- TASK TO CARRY OUT: Every line with "instance" in it must be copied from the data.

- LISTED ENTRIES:
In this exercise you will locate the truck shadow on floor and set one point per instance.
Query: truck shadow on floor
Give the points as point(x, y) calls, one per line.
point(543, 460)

...

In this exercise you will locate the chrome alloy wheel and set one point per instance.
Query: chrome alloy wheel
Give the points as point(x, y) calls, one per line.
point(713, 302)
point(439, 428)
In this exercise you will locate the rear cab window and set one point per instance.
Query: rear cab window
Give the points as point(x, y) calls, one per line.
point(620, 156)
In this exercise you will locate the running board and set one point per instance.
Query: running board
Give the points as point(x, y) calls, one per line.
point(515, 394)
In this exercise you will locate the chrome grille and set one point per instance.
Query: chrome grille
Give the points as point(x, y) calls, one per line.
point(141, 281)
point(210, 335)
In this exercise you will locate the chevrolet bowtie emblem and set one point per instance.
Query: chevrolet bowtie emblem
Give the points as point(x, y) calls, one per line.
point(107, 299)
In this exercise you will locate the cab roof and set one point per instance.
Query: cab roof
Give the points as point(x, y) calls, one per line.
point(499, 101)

- EXPECTED ANSWER:
In this exercise you will locate the truck shadow on floor and set one point per instance.
In this exercise you will locate the chrome alloy wheel and set one point per instance.
In this exercise you will locate the rear cab window and set one point per instance.
In this exercise you will locate the running board and set one point per instance.
In this exercise you will locate the chrome grille and set one point per instance.
In this exercise you will locate the chevrolet bowtie emblem and set one point per instance.
In this exercise you will locate the cab roof and set one point per instance.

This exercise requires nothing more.